=== Section Start ===

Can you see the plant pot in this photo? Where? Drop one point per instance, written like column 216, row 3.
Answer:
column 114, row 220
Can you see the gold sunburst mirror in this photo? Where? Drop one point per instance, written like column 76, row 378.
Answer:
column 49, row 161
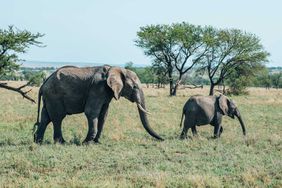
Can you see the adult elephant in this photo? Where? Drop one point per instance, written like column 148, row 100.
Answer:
column 201, row 110
column 72, row 90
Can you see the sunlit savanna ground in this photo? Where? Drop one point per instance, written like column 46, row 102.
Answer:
column 129, row 157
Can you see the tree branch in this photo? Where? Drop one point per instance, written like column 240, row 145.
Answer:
column 19, row 90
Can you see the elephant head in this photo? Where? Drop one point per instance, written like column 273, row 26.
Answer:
column 228, row 108
column 125, row 83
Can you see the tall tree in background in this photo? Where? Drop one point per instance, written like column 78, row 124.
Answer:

=== Section End ===

## Task objective
Show all lines of the material in which the word "elephant" can be found.

## Answer box
Can you see the adult elephant in this photo? Where? Drop one point per instance, written like column 148, row 100.
Can you see the elephant head in this photo? Where? Drop one point per instance, written like column 273, row 26.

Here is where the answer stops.